- Work order:
Give back the full listing that follows exactly as it reads.

- Data to process:
# # # # # # #

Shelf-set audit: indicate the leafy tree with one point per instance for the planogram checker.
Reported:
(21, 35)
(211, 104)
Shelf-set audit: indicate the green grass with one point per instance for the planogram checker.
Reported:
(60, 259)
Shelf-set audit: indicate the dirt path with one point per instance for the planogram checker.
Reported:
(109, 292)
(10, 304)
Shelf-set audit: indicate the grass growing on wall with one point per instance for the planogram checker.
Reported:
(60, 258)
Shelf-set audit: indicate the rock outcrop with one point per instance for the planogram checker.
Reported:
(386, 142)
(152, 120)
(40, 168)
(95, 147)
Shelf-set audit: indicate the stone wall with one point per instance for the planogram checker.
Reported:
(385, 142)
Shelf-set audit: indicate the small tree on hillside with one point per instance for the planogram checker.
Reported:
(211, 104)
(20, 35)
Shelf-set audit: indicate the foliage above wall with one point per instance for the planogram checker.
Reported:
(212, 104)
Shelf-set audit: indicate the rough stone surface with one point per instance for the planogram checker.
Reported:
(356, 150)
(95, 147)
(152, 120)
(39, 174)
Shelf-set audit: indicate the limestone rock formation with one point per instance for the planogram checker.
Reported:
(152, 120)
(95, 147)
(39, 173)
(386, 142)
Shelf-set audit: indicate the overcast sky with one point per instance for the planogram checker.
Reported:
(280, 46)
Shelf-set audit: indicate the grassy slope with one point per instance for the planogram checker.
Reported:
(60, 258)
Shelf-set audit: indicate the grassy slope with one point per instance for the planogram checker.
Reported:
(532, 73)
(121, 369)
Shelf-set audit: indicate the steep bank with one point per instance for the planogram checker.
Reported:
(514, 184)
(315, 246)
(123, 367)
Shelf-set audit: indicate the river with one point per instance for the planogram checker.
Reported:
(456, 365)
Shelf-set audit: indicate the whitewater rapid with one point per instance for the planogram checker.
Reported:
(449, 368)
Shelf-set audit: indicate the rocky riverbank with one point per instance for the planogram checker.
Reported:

# # # # # # #

- Answer to the exercise:
Shelf-set audit: indicate the leafy tree with one point per instance for the planogram checker.
Reported:
(21, 35)
(211, 104)
Shelf-set audit: indicate the green grass with one point per instance for the planogram checker.
Reported:
(60, 259)
Shelf-set audit: indicate the dirt path with one point per instance for the planogram checker.
Reported:
(109, 292)
(10, 304)
Shelf-set audit: indicate the grass growing on wall with one point per instance for the planogram checker.
Reported:
(60, 258)
Shelf-set audit: indicate the rock outcrop with one point per instance for the planogram checker.
Reported:
(386, 142)
(152, 120)
(40, 168)
(95, 147)
Shelf-set audit: indicate the stone wall with one point per instance for the planogram checker.
Reported:
(385, 142)
Shelf-set audit: indicate the small tree on hillside with one point per instance for the planogram checker.
Reported:
(211, 104)
(20, 35)
Shelf-set audit: indicate the foliage above wall with one point per instance for the planogram checker.
Reported:
(212, 104)
Shelf-set audit: indicate the rough stone surface with one point per instance for the planogram checker.
Reported:
(356, 150)
(95, 147)
(152, 120)
(39, 174)
Shelf-set audit: indicate the limestone rock formation with one point per instance for the planogram checker.
Reported:
(152, 120)
(95, 147)
(39, 173)
(386, 142)
Shelf-set audit: indicate the overcast sky with one point per instance for the planogram checker.
Reported:
(280, 46)
Shelf-set audit: indicate the grassy slope with one point per instance for the planogram checker.
Reported:
(60, 258)
Shelf-set audit: indicate the grassy slope with one point per instance for the planogram checker.
Reported:
(532, 73)
(121, 369)
Shelf-set audit: indicate the steep bank with one point per instance for the planogram checker.
Reported:
(514, 184)
(315, 246)
(123, 367)
Shelf-set audit: indicate the river with one point per instance for the planogram checker.
Reported:
(456, 365)
Shelf-set audit: indicate the whitewater rapid with one point per instance for the planogram checker.
Reported:
(449, 368)
Shelf-set audit: indicate the rocky riverbank with one point per instance for the planogram checker.
Reported:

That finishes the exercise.